* _Prompt_:
Reproduce only the lines from the line containing "Study the photograph above. For every instance of the arched" to the end of the entries below, including both of those lines.

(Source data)
'''

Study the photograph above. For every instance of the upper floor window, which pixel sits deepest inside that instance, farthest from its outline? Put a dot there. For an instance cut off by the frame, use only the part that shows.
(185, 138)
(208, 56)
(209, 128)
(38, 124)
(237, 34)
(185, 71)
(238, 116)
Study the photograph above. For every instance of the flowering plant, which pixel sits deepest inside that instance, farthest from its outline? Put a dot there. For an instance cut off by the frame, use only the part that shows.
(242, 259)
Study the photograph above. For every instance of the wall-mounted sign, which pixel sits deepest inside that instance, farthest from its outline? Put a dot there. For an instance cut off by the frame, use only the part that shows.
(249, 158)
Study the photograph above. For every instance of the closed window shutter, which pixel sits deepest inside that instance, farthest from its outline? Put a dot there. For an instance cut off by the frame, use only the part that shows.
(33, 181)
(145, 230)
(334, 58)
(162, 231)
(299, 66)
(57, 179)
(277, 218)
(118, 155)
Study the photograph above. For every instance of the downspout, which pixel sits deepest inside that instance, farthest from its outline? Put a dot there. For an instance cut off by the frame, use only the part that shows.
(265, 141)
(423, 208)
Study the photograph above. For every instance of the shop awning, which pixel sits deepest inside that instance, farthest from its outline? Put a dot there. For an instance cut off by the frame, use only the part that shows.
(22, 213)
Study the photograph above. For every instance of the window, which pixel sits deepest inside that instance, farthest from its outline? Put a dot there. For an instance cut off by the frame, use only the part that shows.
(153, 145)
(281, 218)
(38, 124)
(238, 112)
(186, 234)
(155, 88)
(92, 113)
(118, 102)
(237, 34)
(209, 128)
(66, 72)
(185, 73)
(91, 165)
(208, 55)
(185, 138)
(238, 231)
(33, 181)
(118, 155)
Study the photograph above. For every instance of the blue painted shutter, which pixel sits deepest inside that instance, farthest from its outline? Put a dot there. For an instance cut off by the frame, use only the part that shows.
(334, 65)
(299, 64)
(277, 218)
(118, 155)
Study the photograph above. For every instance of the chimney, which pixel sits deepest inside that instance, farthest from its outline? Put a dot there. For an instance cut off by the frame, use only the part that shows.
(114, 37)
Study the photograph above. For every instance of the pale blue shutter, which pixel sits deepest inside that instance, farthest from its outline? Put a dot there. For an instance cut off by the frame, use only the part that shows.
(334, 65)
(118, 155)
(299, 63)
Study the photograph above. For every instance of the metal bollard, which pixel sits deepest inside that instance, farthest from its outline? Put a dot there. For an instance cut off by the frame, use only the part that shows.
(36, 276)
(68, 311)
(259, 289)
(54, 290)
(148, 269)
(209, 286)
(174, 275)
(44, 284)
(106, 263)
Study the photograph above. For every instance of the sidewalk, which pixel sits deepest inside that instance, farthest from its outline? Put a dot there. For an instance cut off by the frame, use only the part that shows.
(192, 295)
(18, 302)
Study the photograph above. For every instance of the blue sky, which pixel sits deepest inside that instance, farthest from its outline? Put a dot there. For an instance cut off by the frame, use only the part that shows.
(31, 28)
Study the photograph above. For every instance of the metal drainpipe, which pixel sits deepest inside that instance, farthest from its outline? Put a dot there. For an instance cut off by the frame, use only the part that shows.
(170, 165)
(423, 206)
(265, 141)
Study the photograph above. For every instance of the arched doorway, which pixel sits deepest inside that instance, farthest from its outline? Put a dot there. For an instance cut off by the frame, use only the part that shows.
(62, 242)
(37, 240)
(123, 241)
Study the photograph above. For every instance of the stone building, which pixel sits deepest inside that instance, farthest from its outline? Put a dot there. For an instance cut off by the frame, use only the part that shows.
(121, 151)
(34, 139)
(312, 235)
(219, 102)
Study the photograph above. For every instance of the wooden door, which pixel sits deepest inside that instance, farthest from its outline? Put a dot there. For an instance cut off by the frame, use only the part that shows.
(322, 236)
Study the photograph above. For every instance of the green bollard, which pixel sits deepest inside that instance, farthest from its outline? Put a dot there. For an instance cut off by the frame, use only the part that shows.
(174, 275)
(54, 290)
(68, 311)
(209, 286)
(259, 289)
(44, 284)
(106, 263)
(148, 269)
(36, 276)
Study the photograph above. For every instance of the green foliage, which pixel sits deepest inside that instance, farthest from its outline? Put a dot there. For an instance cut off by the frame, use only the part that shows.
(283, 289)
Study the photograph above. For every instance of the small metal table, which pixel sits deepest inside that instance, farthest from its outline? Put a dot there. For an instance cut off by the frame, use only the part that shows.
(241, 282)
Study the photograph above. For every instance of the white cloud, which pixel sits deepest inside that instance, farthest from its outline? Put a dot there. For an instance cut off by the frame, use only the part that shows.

'''

* _Response to the task_:
Study the photograph above. For every instance of the arched doorway, which pixel sits deepest inside that instance, farthest from its outline? Put a dot there. For an instance cut off by the frame, use only the part that shows.
(62, 242)
(37, 240)
(123, 241)
Study the photograph above. For every instance of the stone building, which pixel sits deepest inside that instance, farthest from its outline? Put a dot there. For an instance cut off by the frame, use only the part that shows.
(121, 151)
(34, 139)
(312, 235)
(219, 102)
Study the photograph above. For every instance of the wooden door, which pixel sits deepest inside that instance, farthest from its outline? Put a dot there. For an instance cut off by the frame, use only the part that shows.
(322, 236)
Study the photograph above. For every instance of the green bollard, which pixel sits deepest inside that instance, farthest from its outline? Put a dot there. For an instance cut off by the frame, use only the part that shows.
(174, 275)
(54, 290)
(68, 311)
(209, 286)
(259, 289)
(44, 284)
(106, 263)
(148, 269)
(36, 276)
Study the photograph above. For every instance of the green foliage, which pixel sits deepest inside that instance, farthest from its outline? Put a dot there. For an instance cut off by the frame, use only the part that shows.
(283, 289)
Study the photograph above. For every instance of the small metal table, which pixel sits deepest inside that instance, farthest from its outline? Put a dot there. For an instance cut off by the frame, use only the part that shows.
(241, 282)
Study the photograph above. For every instance of the white cloud, which pixel sits deepest inside that instance, farthest from its outline? Put a dot there. For an instance cut off by the frame, use only the part that shows.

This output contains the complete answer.